*TASK TO CARRY OUT:* Output each entry that follows exactly. Images stay out.
****************
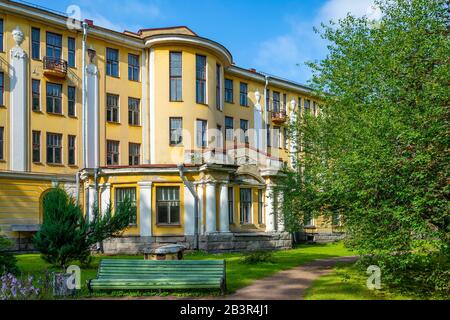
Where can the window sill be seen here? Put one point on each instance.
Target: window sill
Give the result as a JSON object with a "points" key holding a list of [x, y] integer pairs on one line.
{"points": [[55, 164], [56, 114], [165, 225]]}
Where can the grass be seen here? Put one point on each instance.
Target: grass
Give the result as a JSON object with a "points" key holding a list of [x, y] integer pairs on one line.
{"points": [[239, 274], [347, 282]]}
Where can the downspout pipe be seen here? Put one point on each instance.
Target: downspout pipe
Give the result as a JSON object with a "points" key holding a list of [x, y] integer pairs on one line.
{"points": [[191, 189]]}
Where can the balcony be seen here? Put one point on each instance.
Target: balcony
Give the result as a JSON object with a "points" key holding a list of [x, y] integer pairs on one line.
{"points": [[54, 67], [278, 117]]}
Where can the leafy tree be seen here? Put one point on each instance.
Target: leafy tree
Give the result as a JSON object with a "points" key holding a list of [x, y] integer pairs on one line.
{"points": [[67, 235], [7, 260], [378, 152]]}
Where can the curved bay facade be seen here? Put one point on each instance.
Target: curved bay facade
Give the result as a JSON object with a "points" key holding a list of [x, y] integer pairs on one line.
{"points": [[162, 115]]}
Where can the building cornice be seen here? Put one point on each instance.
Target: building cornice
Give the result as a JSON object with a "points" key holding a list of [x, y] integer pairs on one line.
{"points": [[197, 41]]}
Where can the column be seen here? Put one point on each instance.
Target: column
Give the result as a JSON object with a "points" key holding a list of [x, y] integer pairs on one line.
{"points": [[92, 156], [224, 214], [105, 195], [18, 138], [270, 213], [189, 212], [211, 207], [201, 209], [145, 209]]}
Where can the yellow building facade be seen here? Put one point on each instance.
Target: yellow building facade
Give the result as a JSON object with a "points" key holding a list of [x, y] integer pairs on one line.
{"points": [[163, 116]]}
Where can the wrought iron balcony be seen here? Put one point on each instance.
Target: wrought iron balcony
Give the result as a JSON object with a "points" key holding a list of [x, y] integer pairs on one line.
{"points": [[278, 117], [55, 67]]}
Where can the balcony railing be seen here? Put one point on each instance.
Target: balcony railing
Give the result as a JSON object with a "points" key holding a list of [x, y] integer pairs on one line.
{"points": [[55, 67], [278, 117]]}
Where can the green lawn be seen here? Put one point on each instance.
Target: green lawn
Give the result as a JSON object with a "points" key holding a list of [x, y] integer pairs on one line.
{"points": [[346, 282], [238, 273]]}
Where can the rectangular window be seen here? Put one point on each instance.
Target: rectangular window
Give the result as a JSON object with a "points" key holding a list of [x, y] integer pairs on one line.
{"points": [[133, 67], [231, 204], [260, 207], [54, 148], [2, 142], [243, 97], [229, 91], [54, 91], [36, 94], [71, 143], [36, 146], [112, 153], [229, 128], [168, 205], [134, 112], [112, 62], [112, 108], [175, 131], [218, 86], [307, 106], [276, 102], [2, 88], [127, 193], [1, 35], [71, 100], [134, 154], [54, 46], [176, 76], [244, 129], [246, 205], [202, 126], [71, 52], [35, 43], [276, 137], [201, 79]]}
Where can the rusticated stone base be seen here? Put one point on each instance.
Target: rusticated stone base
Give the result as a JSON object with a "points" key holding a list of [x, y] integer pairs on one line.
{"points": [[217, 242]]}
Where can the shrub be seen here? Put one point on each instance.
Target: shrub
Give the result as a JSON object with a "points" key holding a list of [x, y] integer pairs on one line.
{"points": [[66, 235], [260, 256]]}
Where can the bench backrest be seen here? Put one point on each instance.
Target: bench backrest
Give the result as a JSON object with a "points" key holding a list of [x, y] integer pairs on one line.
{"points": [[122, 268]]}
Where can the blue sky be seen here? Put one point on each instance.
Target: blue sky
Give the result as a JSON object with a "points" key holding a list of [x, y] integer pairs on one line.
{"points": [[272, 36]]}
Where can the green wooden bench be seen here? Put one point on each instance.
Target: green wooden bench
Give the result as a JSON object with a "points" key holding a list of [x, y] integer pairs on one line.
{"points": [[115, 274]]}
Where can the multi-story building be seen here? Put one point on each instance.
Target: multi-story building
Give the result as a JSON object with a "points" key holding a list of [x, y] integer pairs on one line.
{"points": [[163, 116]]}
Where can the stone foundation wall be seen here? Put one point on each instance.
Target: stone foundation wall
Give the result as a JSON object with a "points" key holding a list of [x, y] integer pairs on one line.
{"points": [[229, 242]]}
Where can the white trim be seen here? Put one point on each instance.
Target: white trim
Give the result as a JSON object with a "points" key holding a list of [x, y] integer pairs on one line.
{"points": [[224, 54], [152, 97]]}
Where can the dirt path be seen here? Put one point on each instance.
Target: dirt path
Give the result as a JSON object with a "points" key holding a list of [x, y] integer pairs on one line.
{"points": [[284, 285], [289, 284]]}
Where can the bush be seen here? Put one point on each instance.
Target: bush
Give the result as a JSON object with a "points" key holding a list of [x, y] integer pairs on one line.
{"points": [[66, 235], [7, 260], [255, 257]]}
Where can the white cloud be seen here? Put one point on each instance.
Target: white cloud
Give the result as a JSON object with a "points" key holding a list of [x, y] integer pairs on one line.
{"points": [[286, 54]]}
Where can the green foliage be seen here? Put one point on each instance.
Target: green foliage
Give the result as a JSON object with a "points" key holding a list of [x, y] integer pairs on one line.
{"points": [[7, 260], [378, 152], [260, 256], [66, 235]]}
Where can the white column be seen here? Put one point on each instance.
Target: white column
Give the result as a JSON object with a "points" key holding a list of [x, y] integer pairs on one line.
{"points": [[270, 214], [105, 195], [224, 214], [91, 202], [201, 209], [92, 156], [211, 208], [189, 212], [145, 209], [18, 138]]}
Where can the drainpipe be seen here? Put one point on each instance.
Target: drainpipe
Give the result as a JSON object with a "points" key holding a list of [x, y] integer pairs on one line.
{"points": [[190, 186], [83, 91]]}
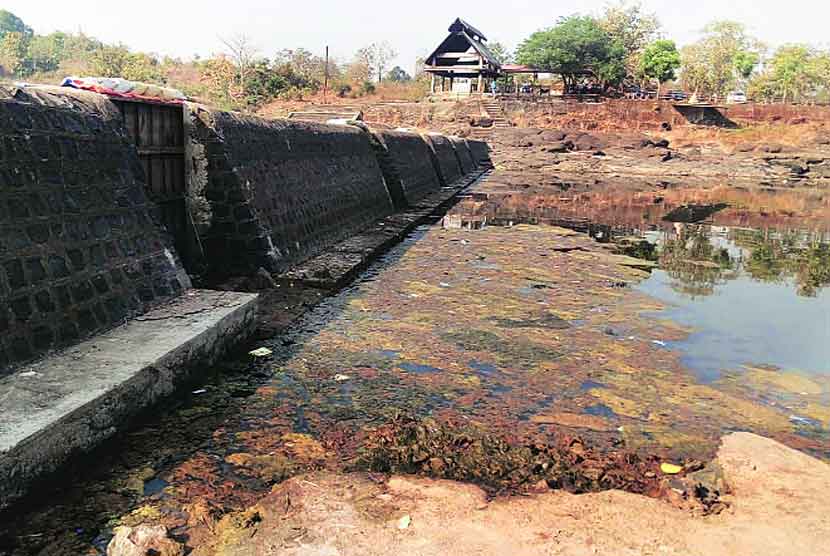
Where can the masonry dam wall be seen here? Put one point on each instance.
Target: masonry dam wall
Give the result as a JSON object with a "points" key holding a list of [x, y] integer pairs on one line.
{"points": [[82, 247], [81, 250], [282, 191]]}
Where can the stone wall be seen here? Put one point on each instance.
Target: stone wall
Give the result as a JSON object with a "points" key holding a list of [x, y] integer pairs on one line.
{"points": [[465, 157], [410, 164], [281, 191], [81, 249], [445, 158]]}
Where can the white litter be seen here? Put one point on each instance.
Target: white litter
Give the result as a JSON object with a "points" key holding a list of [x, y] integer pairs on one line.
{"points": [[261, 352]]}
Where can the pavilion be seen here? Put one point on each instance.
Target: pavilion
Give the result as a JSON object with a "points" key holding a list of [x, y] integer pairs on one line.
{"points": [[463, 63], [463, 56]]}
****************
*SOLUTION TO THIS EXERCISE:*
Where can the window sill be seen here? Put one point on each instance.
Target: window sill
Give the result as a JSON object with a "points" key holding a list of [x, y] integer pairs on one line.
{"points": [[55, 164], [56, 114], [165, 225]]}
Where can the grass be seen here? Put one point on each instance.
Target: grass
Give the result as a JSON object with a "points" key holding a list of [x, y] integer pairs on one line.
{"points": [[239, 274], [347, 282]]}
Where can the downspout pipe be seen here? Put one point on each instance.
Target: downspout pipe
Give the result as a JSON object with a "points" key holding a list of [x, y] integer pairs on one line.
{"points": [[191, 189]]}
Where can the balcony be seen here? Put one point on each instance.
Target: balcony
Give the result as a JSON object with a "points" key holding a list of [x, y] integer pairs on one line.
{"points": [[54, 67], [278, 117]]}
Where can the leafy tree be seen here? Put one point on each instance.
Target: leafy tree
Give the result as a JSON object with a "points" key holding a list of [x, y] integer pairs on one line.
{"points": [[67, 235], [7, 260], [378, 152]]}
Where can the curved bay facade be seen here? Put one point on each instance.
Target: curved bay facade
Give the result as a JSON object with a "points" key holding a list of [x, y] integer pairs on one line.
{"points": [[162, 115]]}
Where can the building cornice be seen here? Put one point on each instance.
Target: building cornice
Give the result as a JSON object with a "points" key holding a list of [x, y] integer pairs on one line.
{"points": [[197, 41]]}
Where can the column be seen here? Put one point on each instance.
Target: column
Give the result as a JSON object with a "points" key holding a list of [x, y] integer pairs on one line.
{"points": [[92, 156], [224, 214], [105, 195], [18, 138], [270, 213], [189, 212], [211, 207], [201, 209], [145, 209]]}
Where can the yellow building facade be seen here? Put one point on each instance.
Target: yellow building facade
Give the result as a JSON object with a "points" key holding a list of [x, y] integer pairs on one line.
{"points": [[163, 116]]}
Where can the wrought iron balcony be seen here? Put one point on each instance.
Target: wrought iron balcony
Give the result as a JSON object with a "points" key holding a list of [x, y] integer pairs on one line.
{"points": [[278, 117], [55, 67]]}
Where can the balcony railing be seen here? Put one point on each instance.
Target: balcony railing
Give the result as a JSON object with a "points" key holding a list of [x, y] integer pairs on one line.
{"points": [[55, 67], [278, 117]]}
Where can the green lawn be seen here? Put one point on each instance.
Target: green lawn
Give the result as a JSON object with a "points" key holding a list of [x, y] integer pairs on one line.
{"points": [[346, 282], [238, 273]]}
Where can the rectangular window be seen here? Put one point on each instance.
Target: rectangular window
Give the result as a JSON object with a "points" key holding a list of [x, y] integer pairs on one line.
{"points": [[133, 67], [231, 204], [260, 207], [54, 148], [2, 142], [243, 97], [229, 91], [54, 91], [36, 94], [71, 143], [36, 146], [112, 153], [229, 128], [168, 205], [134, 112], [112, 62], [112, 108], [175, 131], [218, 86], [307, 106], [276, 102], [2, 88], [127, 193], [1, 35], [71, 100], [134, 154], [54, 46], [176, 76], [244, 129], [246, 205], [202, 126], [71, 52], [35, 43], [276, 137], [201, 79]]}
Where can the rusticated stone base be seen here? Put one point on each instance.
Target: rusticated stone base
Give the result as a JSON object with a "points" key holding a list of [x, y] integer pairs on one line.
{"points": [[217, 242]]}
Where can the shrub be seen here? Put one point on each instance.
Target: shrub
Give the result as a JSON object with a "points" key holding a list of [x, y] integer pairs on one line.
{"points": [[66, 235], [260, 256]]}
Where can the bench backrest be seen here? Put one point on each instance.
Target: bench backrest
Give the result as a JSON object with a "points" key holding a list of [x, y] integer pairs on one line.
{"points": [[122, 268]]}
Where can the blue sky be seen here? Put one point on each instance.
Target: blue sky
Give the result as a JSON object with a "points" key holding a list of [x, y] integer pairs on one line.
{"points": [[272, 36]]}
Where can the green wooden bench be seen here? Put one point on each instance.
Target: green wooden bench
Give the result as a JSON object with a "points" key holding a list of [x, y] integer pairs on one line.
{"points": [[115, 274]]}
Where can the multi-story building be seen here? Put one point on each instance.
Target: multi-story building
Give the result as a JSON object with a "points" key holding a list of [x, y] integer pairs on one line.
{"points": [[163, 116]]}
Where can the stone foundation wall be seen here? Put one point on each instance.
Target: stone foundation wall
Give the result as a JSON object with a "points" key holding a list of [x, y] integer pairs on one line.
{"points": [[229, 242]]}
Where can the white trim be seen here? Put one point on each instance.
Target: white trim
Give the result as a JSON object with a "points" key holding a list of [x, y] integer pairs on one line.
{"points": [[224, 54], [152, 97]]}
Where can the dirt path be seen here? Put one point on each instance.
Target: dirt path
Give the result as a JSON object with a "points" key holding a list of [x, y] integer pairs on one line.
{"points": [[284, 285], [289, 284]]}
Where can the bush be seen here? Put one point on each instance.
Target: bush
Give the result as a JSON object with a "points" key holding a list of [x, y] integer pairs on one line.
{"points": [[66, 235], [7, 260], [255, 257]]}
Where can the white cloud be seen here? Put one point on each instance.
Target: white cloud
Give the result as a JSON object with a "points" key holding a list of [x, y] integer pairs on one line.
{"points": [[286, 54]]}
Where can the green foliage be seen here? Put one point on each instance.
Target: green foliage
Give the result as a JSON object with a "points" key holding a list of [x, y] integer pairs on one line.
{"points": [[7, 260], [378, 152], [260, 256], [66, 235]]}
Where can the white column be seen here? Put one point on each instance.
Target: white column
Give the result as a JSON object with a "points" key holding a list of [x, y] integer pairs on one line.
{"points": [[270, 214], [105, 195], [224, 214], [91, 202], [201, 209], [92, 156], [211, 208], [189, 212], [145, 209], [18, 138]]}
Where can the drainpipe be seen here? Put one point on each instance.
Target: drainpipe
Give the result as a JSON object with a "points" key holding a list of [x, y] integer pairs on one line.
{"points": [[190, 186], [83, 91]]}
Where can the masonry dam wall be seen here? Put one point on each instance.
Target: masonry dam wall
Give the result as a JSON object with a "points" key holding a list of [x, y] integer pairs on one line.
{"points": [[82, 247], [81, 250], [282, 191]]}
Where can the stone wall be seen here? Put one point on each instance.
Target: stone wall
Give the result as a JSON object with a "points" key holding a list of [x, y] integer pairs on one line.
{"points": [[465, 157], [410, 164], [281, 191], [81, 249], [445, 158]]}
Where can the white litter be seen here? Put one point on each instance.
Target: white litter
Give the result as a JSON object with a "points" key holding a list of [x, y] integer pairs on one line.
{"points": [[261, 352]]}
Where can the pavilion be seen here? Put one point on each instance.
Target: pavilion
Give the result as a JSON object with a "points" key holding a list of [x, y] integer pairs on one line.
{"points": [[463, 63], [463, 56]]}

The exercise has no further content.